─── Study text ───

Another key addition to the franchise is that finally Sims can multitask. Never again do you have to decide whether your Sim wants to eat a grilled cheese sandwich or watch TV, because they can do it at the same time! A whole tonne of things can be multitasked together, like playing on a computer and talking to a group of people all at the same time. These multitasking and group activities offer a whole new level of depth to the game that we haven’t seen before.
For all its new features, The Sims 4 does at times feel very wanting, barren and downright lifeless. Some features that fans had grown to love, like pools, and the infamous Create-A-Style have been removed to make way for the new emotions and it leaves the player with less of a feeling of freedom and god-hood, and more like a real-like people-simulator. For some people, this may be exactly what they are looking for but I have always enjoyed that freedom that has longtime been a part of the series, and having it taken away has left a bit of a bitter taste in my mouth.
Visuals & Audio
The Sims’ visual and auditory style has long-since been its trademark. You can tell from miles away if a screenshot comes from a Sims game and for good reason: it works for the franchise. This time around, the game keeps its trademark art-styling but goes for a slightly more animated look. It almost feels like the art direction was taken from The Sims 2 and expanded upon from there.
It should also be noted that due to some of the changes in visual styling, and the way the game operates (namely by not having an open world, or dynamic backdrops) The Sims 4 can run on virtually any windows machine from the past decade. No matter how old and clunky your laptop is, you can probably run the game on its lowest settings with little to no drama. However, as with all PC games – there is a STARK contrast between the lowest and the highest settings. At Ultra, the game offers amazing reflections in mirrors and windows, as well as higher-textures for the world and its inhabitants.

─── Material shown ───

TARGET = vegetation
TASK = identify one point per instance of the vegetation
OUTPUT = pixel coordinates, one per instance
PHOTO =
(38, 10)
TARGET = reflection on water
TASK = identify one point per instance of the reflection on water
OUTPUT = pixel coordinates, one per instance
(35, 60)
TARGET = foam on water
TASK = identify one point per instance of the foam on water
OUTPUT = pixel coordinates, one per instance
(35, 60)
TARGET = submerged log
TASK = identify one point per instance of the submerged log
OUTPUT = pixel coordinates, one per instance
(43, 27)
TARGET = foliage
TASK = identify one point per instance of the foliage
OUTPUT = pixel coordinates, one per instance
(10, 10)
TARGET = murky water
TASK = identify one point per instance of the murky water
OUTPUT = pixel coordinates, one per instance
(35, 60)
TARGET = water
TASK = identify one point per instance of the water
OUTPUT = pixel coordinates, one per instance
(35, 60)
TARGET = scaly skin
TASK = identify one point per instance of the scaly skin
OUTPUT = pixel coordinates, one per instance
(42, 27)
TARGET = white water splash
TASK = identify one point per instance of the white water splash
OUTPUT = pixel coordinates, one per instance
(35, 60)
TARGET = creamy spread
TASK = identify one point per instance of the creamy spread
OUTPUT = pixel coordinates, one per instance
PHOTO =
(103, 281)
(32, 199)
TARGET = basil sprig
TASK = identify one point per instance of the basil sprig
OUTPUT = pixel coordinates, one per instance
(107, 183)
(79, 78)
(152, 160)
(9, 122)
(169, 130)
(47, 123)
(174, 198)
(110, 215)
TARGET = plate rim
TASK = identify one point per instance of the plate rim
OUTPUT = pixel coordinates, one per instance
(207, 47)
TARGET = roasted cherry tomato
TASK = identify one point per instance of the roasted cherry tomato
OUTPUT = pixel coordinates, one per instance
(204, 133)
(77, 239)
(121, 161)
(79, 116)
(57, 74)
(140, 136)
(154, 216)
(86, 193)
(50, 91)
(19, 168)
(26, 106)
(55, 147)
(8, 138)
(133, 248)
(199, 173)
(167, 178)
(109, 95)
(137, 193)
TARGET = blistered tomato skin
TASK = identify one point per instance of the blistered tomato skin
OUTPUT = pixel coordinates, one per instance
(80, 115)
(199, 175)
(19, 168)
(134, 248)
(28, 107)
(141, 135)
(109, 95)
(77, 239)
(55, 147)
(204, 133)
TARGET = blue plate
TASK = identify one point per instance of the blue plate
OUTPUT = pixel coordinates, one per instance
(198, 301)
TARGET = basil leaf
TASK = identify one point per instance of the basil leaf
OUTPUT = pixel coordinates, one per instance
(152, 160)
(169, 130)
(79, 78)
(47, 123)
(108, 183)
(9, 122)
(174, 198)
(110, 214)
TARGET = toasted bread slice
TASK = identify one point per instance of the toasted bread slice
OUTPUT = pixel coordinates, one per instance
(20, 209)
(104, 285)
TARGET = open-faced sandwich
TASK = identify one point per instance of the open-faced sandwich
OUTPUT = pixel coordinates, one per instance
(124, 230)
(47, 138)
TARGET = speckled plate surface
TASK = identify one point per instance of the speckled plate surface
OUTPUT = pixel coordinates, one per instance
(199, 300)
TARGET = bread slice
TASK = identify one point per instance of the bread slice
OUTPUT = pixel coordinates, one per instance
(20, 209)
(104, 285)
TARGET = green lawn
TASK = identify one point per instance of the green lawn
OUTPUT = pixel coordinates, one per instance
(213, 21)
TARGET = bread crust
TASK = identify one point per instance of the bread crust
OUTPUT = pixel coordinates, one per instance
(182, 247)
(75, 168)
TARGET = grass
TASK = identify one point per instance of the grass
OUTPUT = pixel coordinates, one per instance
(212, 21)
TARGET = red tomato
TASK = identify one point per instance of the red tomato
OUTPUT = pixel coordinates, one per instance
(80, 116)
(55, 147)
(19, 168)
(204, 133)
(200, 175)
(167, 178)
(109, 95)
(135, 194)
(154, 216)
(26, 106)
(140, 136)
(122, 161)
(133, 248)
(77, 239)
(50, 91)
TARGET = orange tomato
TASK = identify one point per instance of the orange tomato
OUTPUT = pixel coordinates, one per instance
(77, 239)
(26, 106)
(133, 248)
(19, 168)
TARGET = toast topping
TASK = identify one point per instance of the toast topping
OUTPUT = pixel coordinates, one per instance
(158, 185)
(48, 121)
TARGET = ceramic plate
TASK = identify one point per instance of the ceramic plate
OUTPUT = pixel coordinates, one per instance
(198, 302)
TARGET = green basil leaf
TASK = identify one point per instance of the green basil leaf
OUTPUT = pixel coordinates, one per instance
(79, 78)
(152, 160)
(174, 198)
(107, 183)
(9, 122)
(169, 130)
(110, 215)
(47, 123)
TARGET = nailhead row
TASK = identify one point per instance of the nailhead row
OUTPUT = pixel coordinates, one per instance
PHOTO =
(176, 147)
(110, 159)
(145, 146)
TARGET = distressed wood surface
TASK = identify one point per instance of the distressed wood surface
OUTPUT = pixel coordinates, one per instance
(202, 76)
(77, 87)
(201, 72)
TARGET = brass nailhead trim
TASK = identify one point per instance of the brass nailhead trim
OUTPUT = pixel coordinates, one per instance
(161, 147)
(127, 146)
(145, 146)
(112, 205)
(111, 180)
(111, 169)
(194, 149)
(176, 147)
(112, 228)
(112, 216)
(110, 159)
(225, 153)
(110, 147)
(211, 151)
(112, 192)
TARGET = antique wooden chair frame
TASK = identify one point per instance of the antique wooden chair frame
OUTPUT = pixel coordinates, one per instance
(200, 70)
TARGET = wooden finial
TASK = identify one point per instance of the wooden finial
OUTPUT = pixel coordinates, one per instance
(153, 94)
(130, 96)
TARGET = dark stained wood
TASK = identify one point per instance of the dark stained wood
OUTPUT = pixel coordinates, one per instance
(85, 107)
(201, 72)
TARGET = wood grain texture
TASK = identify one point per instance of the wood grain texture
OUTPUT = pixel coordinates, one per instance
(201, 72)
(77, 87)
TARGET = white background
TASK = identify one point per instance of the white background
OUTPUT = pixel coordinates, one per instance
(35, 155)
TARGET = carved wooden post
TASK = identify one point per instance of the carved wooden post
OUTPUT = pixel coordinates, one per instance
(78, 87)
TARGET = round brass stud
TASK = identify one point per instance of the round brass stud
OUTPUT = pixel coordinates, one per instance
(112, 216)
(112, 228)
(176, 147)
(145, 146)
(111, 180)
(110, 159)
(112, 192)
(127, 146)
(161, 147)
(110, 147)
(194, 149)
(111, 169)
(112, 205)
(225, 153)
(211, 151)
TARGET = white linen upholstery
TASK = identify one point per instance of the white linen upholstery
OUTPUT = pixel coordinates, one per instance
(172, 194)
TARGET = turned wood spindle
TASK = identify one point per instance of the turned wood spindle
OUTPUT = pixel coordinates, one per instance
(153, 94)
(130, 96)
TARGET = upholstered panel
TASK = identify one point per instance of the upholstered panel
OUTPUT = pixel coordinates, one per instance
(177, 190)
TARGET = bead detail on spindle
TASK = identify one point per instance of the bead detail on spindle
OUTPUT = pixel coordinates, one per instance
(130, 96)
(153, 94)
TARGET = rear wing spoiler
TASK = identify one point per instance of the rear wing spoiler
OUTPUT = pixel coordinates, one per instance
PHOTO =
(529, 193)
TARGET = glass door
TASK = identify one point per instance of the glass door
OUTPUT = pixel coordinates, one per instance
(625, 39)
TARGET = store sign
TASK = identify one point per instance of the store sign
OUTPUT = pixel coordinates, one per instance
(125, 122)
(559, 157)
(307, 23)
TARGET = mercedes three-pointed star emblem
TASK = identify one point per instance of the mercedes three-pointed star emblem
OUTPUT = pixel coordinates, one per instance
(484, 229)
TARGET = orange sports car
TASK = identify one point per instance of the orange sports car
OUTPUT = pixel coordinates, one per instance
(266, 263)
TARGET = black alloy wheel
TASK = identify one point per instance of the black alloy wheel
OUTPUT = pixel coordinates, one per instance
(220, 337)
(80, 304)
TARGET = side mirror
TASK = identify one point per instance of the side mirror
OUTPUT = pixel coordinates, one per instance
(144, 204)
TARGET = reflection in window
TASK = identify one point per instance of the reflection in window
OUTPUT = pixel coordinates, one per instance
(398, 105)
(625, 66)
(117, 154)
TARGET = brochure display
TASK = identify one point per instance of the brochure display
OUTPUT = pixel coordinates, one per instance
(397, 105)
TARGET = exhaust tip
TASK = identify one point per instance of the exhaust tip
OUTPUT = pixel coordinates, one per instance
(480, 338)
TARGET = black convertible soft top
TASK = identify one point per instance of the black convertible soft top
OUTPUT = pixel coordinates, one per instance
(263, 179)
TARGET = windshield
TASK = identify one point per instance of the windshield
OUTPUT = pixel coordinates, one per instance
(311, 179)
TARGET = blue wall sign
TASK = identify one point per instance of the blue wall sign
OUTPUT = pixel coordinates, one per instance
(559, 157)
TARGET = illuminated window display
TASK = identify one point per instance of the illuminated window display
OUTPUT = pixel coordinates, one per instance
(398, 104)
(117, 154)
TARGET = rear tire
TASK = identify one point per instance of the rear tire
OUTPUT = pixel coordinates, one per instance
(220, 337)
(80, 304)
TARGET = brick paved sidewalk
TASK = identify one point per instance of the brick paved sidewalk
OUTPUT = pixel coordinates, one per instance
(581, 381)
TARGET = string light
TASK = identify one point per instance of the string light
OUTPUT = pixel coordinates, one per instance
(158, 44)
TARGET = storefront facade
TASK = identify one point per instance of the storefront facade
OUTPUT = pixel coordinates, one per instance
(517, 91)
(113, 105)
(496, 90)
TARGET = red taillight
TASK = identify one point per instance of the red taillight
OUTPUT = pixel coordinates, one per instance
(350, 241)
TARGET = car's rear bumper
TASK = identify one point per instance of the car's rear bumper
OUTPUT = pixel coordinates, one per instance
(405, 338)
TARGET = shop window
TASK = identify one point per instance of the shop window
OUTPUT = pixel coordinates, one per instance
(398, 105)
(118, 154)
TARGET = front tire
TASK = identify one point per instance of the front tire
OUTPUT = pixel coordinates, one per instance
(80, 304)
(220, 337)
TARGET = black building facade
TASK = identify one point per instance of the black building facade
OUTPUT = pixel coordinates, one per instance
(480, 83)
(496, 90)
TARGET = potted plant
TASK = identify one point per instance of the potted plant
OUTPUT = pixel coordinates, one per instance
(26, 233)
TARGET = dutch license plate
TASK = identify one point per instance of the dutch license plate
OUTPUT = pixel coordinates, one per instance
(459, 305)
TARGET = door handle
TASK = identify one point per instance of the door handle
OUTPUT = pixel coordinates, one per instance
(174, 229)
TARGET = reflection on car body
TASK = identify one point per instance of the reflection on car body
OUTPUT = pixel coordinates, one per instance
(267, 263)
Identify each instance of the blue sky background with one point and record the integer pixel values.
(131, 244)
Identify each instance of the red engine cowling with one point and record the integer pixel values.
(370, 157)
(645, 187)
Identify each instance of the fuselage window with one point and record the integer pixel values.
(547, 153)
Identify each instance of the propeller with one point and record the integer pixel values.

───

> **Work order A**:
According to the Sims 4 review above, why can the game run on virtually any Windows machine from the past decade? Answer in one to three sentences.
> **Work order B**:
Carry on the Sims 4 review from the end of its last paragraph.

> **Reply A**:
The review says this is due to changes in the game's visual styling and to the way the game operates. It specifically points to the lack of an open world and of dynamic backdrops.

> **Reply B**:
As with the visuals, The Sims has an audio style that is uniquely its own. From the artificial “Simlish” Language to the quaint and melodic soundtrack, the game certainly sounds like a Sims title. The soundtrack is particularly great, providing a relaxing atmosphere for your leisurely play experience.
I can see where Maxis was heading with their vision for The Sims 4. The game is more streamlined, more accessible and more welcoming but all of this has come at the cost of a fair bit of its charm. The game has shifted its focus primarily to the interactions between the Sims, and while this is a fine direction for the series to take it has resulted in more than a couple key features being dropped as collateral damage. As a base game, Sims 4 has its charm but has left me wanting more… Which I guess is a good thing considering the Sims franchise is built heavily on its DLC and Expansion Packs. Without a doubt expansions will make this game explode to life and become the title that it is truly meant to be. In the mean time, The Sims 4 is a fun way to kill more than a few houurs but for all its charm it lacks serious substance.